*** Material for this exercise Section Begins ***
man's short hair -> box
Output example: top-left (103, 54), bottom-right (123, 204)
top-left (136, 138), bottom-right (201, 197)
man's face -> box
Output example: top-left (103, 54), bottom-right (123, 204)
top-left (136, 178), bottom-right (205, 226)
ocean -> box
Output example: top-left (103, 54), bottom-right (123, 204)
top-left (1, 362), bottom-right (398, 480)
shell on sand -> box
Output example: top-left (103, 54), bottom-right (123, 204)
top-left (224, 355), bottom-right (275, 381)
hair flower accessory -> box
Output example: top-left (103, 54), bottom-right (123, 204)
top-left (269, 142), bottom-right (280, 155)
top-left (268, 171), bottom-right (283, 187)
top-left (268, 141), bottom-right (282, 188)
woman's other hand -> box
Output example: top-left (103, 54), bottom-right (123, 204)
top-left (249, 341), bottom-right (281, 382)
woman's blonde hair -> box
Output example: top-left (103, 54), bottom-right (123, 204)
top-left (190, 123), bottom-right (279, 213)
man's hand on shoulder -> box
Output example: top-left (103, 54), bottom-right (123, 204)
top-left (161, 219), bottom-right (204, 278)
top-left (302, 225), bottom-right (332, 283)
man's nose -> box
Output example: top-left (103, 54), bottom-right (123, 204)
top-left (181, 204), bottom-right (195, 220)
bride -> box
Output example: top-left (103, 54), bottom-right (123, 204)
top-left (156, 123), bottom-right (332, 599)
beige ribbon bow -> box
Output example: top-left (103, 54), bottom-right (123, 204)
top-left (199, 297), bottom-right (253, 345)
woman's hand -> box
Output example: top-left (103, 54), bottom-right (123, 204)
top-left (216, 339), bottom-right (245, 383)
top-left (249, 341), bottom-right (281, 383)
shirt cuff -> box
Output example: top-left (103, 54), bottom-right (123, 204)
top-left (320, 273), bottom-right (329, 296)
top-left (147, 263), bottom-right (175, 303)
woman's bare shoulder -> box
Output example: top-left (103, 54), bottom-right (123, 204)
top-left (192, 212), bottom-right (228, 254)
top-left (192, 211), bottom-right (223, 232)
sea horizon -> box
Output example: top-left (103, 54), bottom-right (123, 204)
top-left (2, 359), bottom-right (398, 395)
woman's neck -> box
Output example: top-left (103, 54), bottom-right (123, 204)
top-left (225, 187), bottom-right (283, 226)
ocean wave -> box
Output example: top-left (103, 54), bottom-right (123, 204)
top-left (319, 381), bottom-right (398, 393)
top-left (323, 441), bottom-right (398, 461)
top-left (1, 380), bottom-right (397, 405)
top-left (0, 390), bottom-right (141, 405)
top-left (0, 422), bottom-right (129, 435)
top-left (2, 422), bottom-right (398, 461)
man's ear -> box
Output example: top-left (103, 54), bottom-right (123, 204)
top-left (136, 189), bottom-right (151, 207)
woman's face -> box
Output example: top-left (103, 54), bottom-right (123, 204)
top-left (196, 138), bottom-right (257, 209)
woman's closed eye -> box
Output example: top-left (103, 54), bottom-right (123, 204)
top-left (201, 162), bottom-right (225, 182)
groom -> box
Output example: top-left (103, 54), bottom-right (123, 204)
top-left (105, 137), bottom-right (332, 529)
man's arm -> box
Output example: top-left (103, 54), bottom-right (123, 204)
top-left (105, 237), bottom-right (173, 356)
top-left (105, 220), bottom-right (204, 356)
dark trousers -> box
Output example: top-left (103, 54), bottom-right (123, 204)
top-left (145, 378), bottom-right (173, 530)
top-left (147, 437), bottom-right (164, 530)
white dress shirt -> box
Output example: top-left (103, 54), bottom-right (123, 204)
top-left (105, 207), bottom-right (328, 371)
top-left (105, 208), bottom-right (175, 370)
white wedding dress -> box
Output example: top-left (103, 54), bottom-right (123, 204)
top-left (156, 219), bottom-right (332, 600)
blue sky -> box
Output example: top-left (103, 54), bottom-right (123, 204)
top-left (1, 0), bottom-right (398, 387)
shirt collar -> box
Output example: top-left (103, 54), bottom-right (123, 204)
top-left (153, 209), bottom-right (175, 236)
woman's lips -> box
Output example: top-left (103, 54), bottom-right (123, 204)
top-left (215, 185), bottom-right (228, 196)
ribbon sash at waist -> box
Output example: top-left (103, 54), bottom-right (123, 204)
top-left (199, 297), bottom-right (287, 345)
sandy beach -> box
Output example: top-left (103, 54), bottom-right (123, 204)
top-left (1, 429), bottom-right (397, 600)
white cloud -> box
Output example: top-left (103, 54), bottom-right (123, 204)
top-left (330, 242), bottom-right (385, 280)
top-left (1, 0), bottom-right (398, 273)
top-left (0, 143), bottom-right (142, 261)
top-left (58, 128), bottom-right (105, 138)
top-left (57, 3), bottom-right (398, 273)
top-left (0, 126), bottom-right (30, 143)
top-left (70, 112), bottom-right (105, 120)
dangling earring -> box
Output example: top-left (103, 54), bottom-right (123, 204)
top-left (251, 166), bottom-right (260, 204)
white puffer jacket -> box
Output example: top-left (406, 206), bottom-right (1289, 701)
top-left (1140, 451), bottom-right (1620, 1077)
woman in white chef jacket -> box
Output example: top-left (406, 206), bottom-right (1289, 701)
*** Material for this exercise Section Ends ***
* To do *
A complete answer lists each line of the data that holds the word "shirt".

* Task response *
shirt cuff -> box
white dress shirt -> box
shirt collar -> box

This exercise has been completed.